#### DATA
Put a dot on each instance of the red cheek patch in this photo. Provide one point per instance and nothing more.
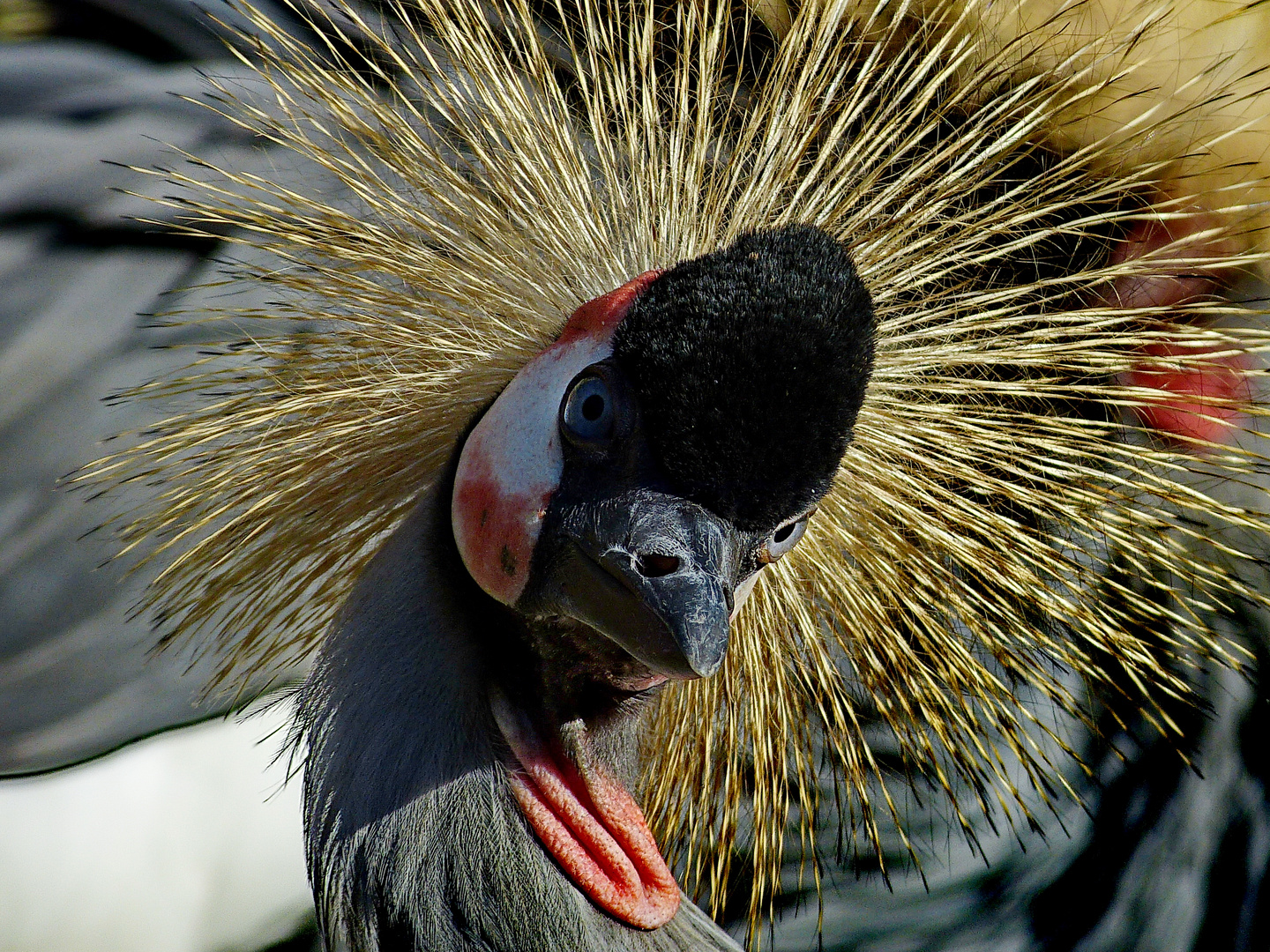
(503, 541)
(512, 462)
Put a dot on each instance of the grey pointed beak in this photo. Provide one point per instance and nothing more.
(657, 576)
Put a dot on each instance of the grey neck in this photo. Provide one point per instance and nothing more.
(412, 836)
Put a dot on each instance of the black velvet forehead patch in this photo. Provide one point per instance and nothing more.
(750, 366)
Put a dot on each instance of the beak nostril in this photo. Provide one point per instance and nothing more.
(654, 566)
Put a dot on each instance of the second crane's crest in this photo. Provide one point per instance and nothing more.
(1004, 525)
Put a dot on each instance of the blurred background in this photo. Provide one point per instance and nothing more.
(190, 841)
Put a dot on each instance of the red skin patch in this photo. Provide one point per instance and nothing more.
(502, 544)
(1201, 409)
(1199, 398)
(601, 315)
(591, 825)
(511, 464)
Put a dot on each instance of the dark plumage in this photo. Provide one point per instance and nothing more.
(746, 360)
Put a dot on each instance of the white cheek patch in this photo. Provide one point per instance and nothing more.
(512, 462)
(742, 593)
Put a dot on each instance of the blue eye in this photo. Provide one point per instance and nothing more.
(588, 410)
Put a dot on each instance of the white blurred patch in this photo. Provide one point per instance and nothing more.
(188, 842)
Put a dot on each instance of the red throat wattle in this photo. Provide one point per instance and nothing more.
(589, 824)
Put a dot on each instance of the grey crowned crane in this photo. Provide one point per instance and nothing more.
(524, 446)
(603, 521)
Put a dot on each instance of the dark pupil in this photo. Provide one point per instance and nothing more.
(592, 407)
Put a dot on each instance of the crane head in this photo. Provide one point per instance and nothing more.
(623, 495)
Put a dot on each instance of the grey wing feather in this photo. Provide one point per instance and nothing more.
(78, 273)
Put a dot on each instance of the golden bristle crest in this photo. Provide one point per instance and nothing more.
(1002, 525)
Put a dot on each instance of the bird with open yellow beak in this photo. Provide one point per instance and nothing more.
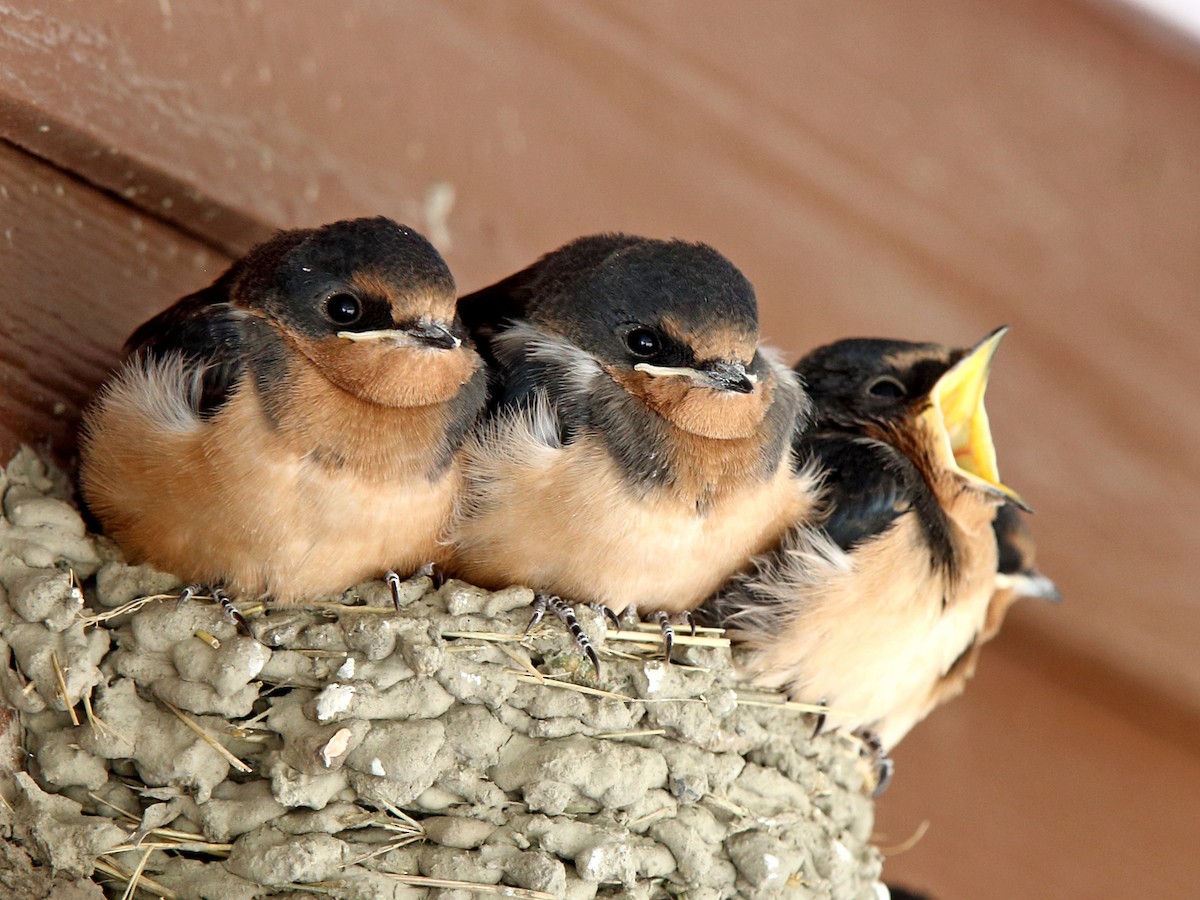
(876, 610)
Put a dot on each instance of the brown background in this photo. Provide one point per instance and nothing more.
(925, 169)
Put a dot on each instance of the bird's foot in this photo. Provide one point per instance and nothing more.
(666, 623)
(430, 570)
(221, 599)
(881, 763)
(822, 717)
(607, 613)
(541, 603)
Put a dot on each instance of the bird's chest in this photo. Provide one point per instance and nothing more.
(568, 520)
(876, 639)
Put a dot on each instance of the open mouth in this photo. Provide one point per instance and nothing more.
(959, 418)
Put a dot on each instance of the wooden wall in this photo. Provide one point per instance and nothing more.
(925, 169)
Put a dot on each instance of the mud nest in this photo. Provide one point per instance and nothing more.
(342, 749)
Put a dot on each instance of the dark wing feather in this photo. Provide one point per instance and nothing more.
(207, 331)
(868, 485)
(1018, 556)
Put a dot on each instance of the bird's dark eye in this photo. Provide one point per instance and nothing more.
(343, 309)
(643, 342)
(887, 388)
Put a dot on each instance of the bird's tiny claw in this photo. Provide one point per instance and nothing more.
(821, 719)
(539, 610)
(393, 581)
(664, 621)
(607, 613)
(880, 760)
(567, 616)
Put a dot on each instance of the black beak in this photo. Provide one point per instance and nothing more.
(435, 335)
(729, 377)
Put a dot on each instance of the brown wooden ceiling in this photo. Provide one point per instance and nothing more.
(925, 169)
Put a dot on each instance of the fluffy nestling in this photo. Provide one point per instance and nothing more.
(880, 611)
(637, 447)
(295, 426)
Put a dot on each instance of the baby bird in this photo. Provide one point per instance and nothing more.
(294, 427)
(637, 448)
(879, 611)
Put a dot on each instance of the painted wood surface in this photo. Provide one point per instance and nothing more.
(924, 169)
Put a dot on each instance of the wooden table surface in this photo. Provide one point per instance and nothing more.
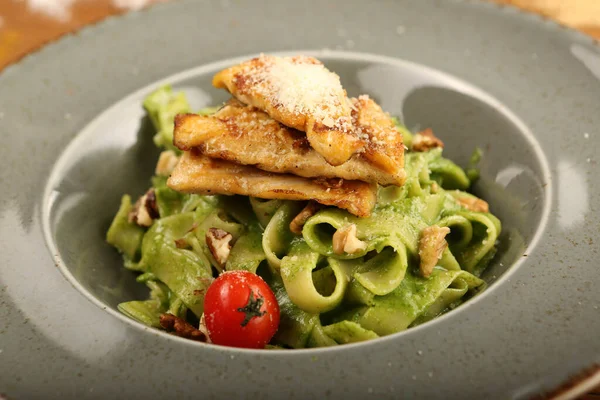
(26, 25)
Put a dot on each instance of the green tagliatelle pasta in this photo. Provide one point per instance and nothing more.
(326, 297)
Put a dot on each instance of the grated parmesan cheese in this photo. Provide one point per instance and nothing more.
(299, 85)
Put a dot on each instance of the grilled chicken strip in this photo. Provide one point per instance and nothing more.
(301, 93)
(246, 135)
(197, 173)
(384, 147)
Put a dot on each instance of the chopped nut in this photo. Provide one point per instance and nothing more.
(144, 210)
(299, 220)
(202, 328)
(431, 246)
(473, 203)
(181, 328)
(166, 163)
(345, 241)
(219, 244)
(426, 140)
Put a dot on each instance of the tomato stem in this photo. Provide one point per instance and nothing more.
(252, 309)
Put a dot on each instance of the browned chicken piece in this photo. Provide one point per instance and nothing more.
(197, 173)
(384, 148)
(301, 93)
(246, 135)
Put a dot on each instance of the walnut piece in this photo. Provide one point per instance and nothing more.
(426, 140)
(219, 244)
(431, 246)
(202, 328)
(181, 328)
(299, 220)
(345, 241)
(473, 203)
(145, 210)
(166, 163)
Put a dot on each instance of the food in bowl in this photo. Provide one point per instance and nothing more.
(294, 216)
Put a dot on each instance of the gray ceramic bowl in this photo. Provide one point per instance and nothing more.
(524, 90)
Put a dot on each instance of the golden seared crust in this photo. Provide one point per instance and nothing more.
(384, 148)
(246, 135)
(197, 173)
(301, 93)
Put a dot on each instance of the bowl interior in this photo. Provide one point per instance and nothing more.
(114, 155)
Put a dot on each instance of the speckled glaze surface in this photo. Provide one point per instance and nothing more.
(530, 100)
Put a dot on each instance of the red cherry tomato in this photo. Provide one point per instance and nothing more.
(240, 310)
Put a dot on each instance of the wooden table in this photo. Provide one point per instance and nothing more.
(23, 30)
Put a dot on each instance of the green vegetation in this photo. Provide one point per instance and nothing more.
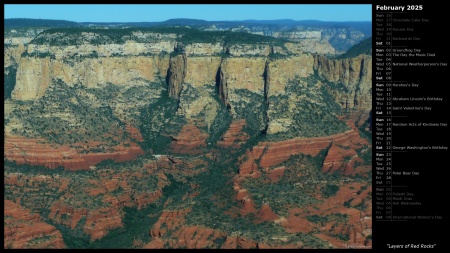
(159, 122)
(9, 81)
(313, 111)
(329, 190)
(252, 108)
(74, 36)
(28, 22)
(363, 47)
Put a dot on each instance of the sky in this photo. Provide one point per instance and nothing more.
(210, 12)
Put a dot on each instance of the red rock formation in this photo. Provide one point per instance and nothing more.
(190, 140)
(278, 152)
(234, 136)
(39, 152)
(266, 213)
(337, 158)
(23, 229)
(236, 242)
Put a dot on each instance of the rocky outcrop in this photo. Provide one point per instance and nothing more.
(355, 74)
(39, 152)
(34, 74)
(190, 140)
(25, 230)
(277, 152)
(176, 74)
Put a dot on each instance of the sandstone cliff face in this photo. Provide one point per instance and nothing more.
(35, 74)
(176, 75)
(356, 76)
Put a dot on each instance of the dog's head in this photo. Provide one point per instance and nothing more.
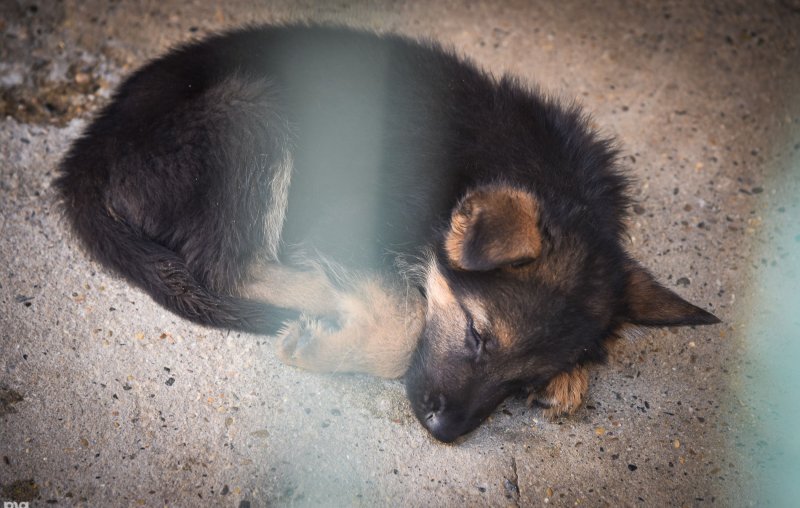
(514, 298)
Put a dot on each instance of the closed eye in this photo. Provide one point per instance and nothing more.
(474, 338)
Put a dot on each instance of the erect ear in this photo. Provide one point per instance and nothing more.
(493, 226)
(651, 304)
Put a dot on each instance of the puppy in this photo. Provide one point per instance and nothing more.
(379, 203)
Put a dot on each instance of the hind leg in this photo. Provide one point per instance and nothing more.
(376, 333)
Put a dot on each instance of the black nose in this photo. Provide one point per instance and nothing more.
(437, 419)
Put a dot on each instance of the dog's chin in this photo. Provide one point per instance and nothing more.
(446, 428)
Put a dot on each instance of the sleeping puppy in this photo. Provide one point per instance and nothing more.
(380, 204)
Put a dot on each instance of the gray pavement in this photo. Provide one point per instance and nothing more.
(107, 399)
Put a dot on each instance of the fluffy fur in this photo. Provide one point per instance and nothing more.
(272, 171)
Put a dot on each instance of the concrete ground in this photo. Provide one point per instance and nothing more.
(106, 399)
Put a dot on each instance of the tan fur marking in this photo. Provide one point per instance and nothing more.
(565, 392)
(510, 213)
(379, 332)
(309, 291)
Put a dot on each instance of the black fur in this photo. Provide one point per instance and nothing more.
(172, 182)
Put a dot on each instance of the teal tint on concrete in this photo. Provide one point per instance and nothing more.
(771, 382)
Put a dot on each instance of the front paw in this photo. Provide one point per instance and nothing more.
(300, 342)
(564, 393)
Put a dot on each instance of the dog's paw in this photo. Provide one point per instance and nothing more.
(302, 342)
(563, 394)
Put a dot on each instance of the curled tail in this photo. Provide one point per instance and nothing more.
(158, 270)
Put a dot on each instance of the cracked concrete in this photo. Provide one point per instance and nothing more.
(107, 399)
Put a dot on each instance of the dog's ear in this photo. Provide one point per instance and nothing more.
(493, 226)
(651, 304)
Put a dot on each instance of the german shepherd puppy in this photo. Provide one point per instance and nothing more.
(379, 203)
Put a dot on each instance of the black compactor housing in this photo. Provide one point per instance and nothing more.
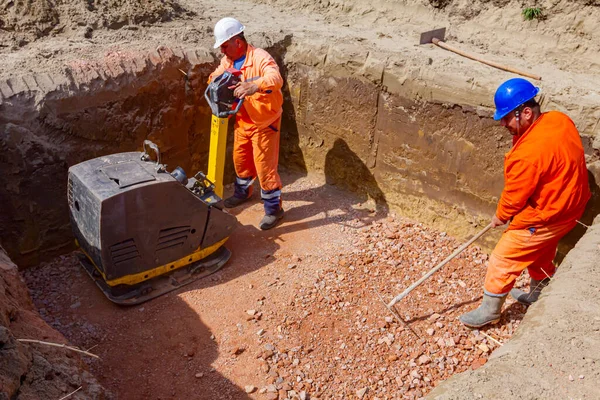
(145, 231)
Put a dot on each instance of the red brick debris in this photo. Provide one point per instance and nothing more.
(336, 339)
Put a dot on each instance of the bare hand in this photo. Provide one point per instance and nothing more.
(244, 89)
(496, 222)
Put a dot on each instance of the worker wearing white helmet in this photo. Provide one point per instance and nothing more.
(257, 124)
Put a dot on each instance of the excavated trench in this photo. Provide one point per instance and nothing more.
(359, 125)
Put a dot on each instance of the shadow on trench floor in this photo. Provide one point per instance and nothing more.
(295, 309)
(192, 343)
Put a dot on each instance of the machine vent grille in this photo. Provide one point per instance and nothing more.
(70, 192)
(172, 237)
(124, 251)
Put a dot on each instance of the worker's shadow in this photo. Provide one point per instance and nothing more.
(363, 200)
(161, 349)
(591, 211)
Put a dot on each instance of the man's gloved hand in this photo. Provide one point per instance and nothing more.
(496, 222)
(243, 89)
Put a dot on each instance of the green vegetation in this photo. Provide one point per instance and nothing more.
(531, 13)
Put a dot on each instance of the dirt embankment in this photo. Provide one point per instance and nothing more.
(35, 371)
(23, 22)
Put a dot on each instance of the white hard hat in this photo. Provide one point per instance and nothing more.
(225, 29)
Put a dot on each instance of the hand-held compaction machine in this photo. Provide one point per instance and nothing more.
(144, 231)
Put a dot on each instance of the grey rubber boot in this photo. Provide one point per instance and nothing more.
(487, 313)
(535, 288)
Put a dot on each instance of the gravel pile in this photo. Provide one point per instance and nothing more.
(336, 339)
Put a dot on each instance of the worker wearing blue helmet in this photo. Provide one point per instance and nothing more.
(545, 193)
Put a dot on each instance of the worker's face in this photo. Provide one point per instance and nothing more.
(234, 48)
(518, 125)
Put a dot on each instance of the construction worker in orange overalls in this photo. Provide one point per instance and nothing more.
(545, 193)
(257, 124)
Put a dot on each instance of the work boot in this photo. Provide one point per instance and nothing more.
(535, 288)
(270, 220)
(242, 192)
(487, 313)
(234, 201)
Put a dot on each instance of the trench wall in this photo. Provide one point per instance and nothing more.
(406, 140)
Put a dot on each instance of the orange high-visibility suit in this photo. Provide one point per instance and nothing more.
(545, 192)
(257, 124)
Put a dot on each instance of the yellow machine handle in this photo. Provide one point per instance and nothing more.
(217, 152)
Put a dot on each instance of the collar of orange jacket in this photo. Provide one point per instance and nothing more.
(517, 139)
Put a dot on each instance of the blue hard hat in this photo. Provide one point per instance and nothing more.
(511, 94)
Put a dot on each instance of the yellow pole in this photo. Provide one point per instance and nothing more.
(217, 151)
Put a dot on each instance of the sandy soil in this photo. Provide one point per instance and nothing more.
(296, 309)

#### PROBLEM STATEMENT
Only this range is to be output: the line that contains "Put a dot on each instance of the blue hard" through the last line of the records above, both inclusive.

#### REPLY TO THE EXERCISE
Put a dot on each instance of the blue hard hat in this photo. Provide one point per instance and nothing more.
(511, 94)
Put a dot on each instance of the yellow pole in this photo. Provide one point per instance and nothing more.
(217, 151)
Put a dot on each instance of the sandy soil in this photo. Provide one point per instance and nothing more.
(296, 309)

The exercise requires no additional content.